Tugas Anda =
1. Daftarkan setiap nama bulan yang disebut dalam teks tentang kondisi sektor manufaktur.
2. Lanjutkan teks tentang kondisi sektor manufaktur, dimulai setelah kalimat terakhir yang ditampilkan.

Meski angkanya membaik dibandingkan posisi Juli, output dan permintaan baru masih terkontraksi pada bulan Agustus. Hambatan pada produksi dan permintaan ini disebabkan oleh eskalasi kasus Covid-19, meski tekanan tersebut sedikit mereda seiring puncak kasus di bulan Juli yang telah terlewati. Permintaan ekspor baru juga masih tercatat menurun meski dalam kisaran yang lebih lambat. 

Perusahaan masih mewaspadai gelombang kedua Covid-19, sehingga masih terdapat pengurangan tenaga kerja. Kebijakan WFH dan absen kerja karena Covid-19 menyebabkan penurunan kapasitas perusahaan. Hal ini tercermin dari peningkatan akumulasi penumpukan pekerjaan. 

Dari sisi pembelian dan stok, perusahan juga mengurangi aktivitas pembelian meski pada laju yang lebih rendah dibandingkan Juli. Kendala pengiriman yang masih disebabkan oleh gangguan Covid-19 menyebabkan perpanjangan waktu pemenuhan pesanan selama 19 bulan berturut-turut. Selain karena kendala tersebut, permintaan yang masih menurun juga membuat stok barang jadi di sektor manufaktur tercatat meningkat. 

Sementara dari sisi harga, Covid-19 terus menyebabkan kenaikan biaya input dan output. Kenaikan harga bahan baku membuat akselerasi inflasi harga input yang tercepat sejak Januari 2014. Perusahaan masih meneruskan sebagian beban biaya kepada klien sehingga biaya output juga tercatat menguat.

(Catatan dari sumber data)
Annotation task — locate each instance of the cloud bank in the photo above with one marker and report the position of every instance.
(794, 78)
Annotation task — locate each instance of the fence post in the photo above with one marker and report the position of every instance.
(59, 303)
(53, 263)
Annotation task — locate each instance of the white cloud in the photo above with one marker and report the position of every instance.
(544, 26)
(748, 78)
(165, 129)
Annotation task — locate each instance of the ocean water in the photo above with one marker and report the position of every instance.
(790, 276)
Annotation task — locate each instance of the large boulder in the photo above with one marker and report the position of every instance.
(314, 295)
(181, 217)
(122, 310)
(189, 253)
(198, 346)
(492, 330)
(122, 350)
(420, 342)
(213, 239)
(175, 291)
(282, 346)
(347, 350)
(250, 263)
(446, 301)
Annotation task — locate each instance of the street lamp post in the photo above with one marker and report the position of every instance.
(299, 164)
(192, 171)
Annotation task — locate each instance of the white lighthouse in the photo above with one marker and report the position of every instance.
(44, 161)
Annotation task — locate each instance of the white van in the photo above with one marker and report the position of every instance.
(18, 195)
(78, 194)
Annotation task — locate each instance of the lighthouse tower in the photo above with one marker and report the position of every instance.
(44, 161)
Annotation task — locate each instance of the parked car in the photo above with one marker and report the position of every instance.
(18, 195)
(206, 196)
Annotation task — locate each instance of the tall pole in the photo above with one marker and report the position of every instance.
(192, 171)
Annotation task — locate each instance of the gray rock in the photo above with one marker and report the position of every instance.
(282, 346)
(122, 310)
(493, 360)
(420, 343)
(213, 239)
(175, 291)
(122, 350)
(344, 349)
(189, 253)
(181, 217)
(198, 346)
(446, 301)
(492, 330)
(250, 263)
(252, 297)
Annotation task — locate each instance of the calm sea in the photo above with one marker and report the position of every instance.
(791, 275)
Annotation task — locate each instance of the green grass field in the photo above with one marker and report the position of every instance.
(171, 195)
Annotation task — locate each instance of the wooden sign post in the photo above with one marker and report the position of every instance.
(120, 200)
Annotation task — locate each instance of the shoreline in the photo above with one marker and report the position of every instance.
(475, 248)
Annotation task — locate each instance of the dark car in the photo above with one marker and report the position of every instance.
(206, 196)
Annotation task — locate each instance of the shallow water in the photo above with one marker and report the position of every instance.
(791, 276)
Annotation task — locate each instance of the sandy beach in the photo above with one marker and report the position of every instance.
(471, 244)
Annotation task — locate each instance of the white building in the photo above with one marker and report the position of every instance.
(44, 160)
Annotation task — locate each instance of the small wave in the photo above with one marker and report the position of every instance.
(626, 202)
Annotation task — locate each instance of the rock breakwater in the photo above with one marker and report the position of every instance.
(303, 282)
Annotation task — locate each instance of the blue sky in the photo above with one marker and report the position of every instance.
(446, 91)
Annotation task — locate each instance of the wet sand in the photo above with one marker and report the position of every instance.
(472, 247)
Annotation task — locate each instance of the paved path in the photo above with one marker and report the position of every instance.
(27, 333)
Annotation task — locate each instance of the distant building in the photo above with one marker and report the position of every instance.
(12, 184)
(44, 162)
---
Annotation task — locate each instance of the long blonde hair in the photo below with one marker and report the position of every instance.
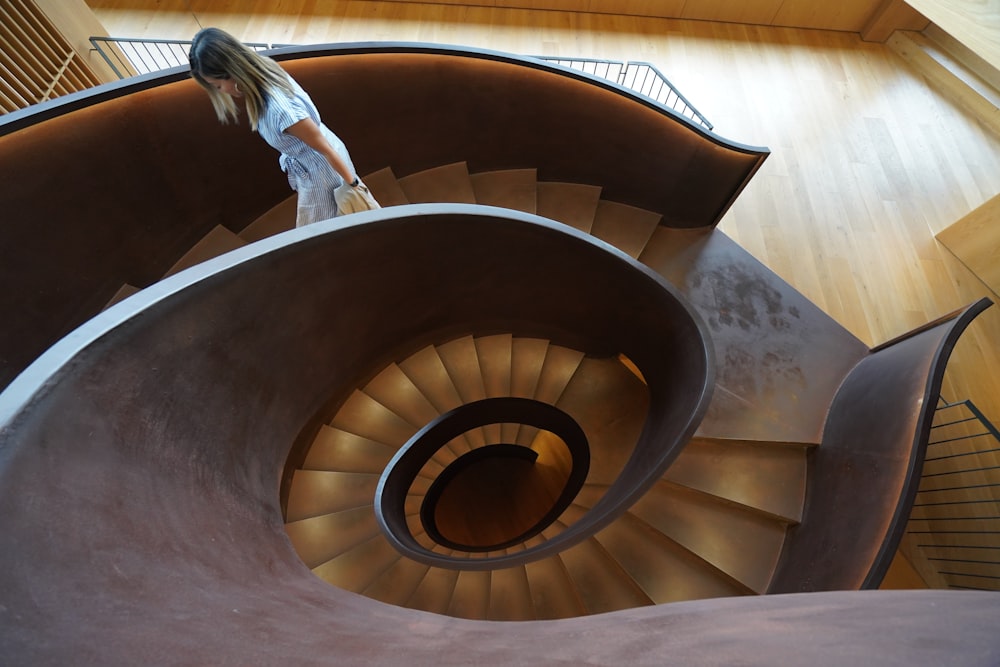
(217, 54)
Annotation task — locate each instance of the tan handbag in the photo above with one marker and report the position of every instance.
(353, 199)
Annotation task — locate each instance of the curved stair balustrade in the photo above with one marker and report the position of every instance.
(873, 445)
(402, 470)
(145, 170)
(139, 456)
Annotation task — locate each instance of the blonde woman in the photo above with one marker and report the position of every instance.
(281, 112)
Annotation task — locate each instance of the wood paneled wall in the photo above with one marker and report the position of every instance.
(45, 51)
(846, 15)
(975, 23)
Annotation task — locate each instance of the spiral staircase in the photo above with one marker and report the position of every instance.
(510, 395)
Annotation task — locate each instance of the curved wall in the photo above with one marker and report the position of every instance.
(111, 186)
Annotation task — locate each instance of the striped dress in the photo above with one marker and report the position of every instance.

Kunci Jawaban =
1. Juli, Agustus, Januari

2.
Secara keseluruhan, sentimen pada perusahaan manufaktur Indonesia melemah sejak bulan Juli seiring diberlakukannya PPKM Jawa-Bali sebagai upaya pengendalian pandemi. Namun demikian, tingkat kepercayaan bisnis terkait perkiraan produksi setahun ke depan masih berada di atas rata-rata survei. Hal ini mencerminkan harapan perbaikan dalam situasi Covid-19. “Pemerintah akan terus melakukan percepatan vaksinasi serta memberikan stimulus bagi dunia usaha melalui program Pemulihan Ekonomi Nasional (PEN) agar pandemi Covid-19 semakin terkendali dan kepercayaan dunia usaha dapat kembali meningkat. Kerja sama masyarakat juga harus terus didorong untuk menjaga momentum pemulihan yang sedang berlangsung sehingga lebih lanjut mendorong pemulihan sektor manufaktur yang strategis bagi perekonomian”, ujar Febrio.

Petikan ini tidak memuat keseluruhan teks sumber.